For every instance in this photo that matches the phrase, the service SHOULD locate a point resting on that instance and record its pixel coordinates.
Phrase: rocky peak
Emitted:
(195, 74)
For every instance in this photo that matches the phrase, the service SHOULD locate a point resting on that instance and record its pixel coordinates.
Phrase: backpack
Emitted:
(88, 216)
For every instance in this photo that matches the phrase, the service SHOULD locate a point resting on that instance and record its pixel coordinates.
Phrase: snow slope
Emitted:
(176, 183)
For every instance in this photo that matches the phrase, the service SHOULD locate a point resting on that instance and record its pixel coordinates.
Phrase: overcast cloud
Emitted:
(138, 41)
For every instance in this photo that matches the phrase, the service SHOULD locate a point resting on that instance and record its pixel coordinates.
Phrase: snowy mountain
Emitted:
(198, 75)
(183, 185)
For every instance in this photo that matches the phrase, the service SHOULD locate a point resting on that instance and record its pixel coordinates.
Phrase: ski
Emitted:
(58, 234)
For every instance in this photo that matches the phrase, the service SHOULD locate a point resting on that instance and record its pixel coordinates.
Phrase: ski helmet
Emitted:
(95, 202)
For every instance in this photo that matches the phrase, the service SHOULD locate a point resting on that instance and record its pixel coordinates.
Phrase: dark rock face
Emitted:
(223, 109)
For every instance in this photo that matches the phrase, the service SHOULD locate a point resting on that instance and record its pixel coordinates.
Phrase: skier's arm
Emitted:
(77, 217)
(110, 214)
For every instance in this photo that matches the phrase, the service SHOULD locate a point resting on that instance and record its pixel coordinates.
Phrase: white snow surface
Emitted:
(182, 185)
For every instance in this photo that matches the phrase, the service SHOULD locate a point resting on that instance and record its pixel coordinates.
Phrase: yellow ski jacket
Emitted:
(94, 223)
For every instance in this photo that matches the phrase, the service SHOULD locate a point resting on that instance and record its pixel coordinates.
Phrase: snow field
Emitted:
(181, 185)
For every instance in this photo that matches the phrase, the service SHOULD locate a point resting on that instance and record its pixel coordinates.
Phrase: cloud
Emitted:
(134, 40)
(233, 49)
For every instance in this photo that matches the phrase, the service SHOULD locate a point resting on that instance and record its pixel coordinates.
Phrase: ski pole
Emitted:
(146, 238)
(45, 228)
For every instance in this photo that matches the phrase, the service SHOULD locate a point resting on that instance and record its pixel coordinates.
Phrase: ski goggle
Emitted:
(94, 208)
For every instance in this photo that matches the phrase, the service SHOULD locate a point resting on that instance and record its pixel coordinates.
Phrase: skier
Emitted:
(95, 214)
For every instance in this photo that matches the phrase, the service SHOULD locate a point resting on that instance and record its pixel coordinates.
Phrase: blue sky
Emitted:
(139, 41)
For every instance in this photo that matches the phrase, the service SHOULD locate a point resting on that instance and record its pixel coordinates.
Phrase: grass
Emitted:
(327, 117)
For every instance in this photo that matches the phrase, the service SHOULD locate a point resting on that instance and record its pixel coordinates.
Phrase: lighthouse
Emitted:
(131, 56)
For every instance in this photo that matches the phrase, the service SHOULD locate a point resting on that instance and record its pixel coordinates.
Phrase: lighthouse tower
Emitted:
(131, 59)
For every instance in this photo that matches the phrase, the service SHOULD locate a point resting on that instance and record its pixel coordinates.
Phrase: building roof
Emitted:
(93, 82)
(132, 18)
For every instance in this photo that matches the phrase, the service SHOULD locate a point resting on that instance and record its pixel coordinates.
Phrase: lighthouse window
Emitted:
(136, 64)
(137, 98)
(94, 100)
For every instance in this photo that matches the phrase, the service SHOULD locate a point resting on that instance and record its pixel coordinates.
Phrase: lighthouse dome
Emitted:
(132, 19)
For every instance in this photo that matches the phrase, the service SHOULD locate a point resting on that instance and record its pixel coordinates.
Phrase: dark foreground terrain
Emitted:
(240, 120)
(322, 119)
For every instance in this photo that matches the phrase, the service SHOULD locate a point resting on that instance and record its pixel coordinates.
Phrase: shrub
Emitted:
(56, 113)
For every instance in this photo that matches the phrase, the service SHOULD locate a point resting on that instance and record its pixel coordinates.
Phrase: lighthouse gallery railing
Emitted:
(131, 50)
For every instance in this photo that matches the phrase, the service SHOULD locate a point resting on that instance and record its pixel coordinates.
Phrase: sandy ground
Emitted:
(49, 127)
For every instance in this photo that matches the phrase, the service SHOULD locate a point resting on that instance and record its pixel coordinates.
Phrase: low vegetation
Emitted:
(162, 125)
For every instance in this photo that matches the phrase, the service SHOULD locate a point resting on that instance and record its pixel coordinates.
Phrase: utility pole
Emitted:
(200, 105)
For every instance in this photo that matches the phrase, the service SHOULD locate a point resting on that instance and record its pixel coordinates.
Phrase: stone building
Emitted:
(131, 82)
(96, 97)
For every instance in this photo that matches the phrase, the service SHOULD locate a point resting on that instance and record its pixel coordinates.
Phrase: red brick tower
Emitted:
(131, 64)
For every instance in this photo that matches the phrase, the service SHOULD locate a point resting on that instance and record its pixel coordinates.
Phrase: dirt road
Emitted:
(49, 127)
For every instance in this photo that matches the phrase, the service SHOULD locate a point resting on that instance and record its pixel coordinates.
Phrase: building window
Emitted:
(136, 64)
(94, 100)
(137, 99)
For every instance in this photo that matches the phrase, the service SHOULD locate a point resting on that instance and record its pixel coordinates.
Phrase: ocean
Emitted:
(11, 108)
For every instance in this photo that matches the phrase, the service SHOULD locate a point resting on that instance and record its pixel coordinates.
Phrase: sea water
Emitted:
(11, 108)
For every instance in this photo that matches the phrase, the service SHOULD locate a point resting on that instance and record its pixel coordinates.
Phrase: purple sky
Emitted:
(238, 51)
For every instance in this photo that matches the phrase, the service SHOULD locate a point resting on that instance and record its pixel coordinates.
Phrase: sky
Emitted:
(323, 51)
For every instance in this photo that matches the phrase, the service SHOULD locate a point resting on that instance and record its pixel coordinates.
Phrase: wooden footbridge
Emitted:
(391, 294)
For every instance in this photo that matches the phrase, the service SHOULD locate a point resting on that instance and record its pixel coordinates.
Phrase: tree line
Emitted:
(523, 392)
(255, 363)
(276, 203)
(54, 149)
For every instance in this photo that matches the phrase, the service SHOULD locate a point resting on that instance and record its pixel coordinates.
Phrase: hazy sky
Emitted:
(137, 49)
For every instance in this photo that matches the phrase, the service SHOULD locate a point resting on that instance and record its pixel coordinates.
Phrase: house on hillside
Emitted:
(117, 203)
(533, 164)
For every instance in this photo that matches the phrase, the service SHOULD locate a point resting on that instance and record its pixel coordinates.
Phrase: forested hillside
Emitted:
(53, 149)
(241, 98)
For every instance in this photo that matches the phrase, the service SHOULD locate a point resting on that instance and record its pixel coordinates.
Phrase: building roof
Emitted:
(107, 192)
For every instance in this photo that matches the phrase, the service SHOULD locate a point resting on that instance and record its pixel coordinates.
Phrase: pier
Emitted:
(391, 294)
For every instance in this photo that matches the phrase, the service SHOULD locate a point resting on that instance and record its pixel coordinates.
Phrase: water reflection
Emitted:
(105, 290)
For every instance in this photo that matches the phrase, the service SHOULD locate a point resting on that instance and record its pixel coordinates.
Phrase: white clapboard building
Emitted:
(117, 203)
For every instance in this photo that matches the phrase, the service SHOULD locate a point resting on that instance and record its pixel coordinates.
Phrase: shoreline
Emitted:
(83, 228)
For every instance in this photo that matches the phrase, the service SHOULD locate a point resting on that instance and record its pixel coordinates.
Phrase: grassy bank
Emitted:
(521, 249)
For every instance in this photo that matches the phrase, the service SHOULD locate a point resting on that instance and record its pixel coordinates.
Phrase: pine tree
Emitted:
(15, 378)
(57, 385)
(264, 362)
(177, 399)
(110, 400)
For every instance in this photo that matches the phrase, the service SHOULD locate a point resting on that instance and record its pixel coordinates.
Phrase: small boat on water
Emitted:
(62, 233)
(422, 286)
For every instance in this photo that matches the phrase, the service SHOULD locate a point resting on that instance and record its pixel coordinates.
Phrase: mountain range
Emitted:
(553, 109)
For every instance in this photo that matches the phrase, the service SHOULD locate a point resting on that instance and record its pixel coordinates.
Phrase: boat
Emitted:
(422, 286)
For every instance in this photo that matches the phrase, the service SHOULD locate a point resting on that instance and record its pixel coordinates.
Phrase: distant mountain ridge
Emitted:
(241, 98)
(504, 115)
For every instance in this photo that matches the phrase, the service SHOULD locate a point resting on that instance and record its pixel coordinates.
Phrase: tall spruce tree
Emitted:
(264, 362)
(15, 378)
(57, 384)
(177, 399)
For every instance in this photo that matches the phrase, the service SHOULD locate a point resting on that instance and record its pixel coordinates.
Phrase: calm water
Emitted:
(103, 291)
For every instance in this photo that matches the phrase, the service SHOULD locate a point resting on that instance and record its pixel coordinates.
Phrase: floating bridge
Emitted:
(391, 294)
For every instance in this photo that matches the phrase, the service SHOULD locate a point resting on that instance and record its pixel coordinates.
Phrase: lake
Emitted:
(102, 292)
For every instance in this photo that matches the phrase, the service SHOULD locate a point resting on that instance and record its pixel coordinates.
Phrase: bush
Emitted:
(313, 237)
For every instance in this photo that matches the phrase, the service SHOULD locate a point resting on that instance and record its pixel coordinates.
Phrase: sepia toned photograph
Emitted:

********

* [Exercise directions]:
Can you gather every line above that contains the string "hillside" and copy each one in full?

* [Answer to this task]:
Phrase: house on hillside
Phrase: forested hillside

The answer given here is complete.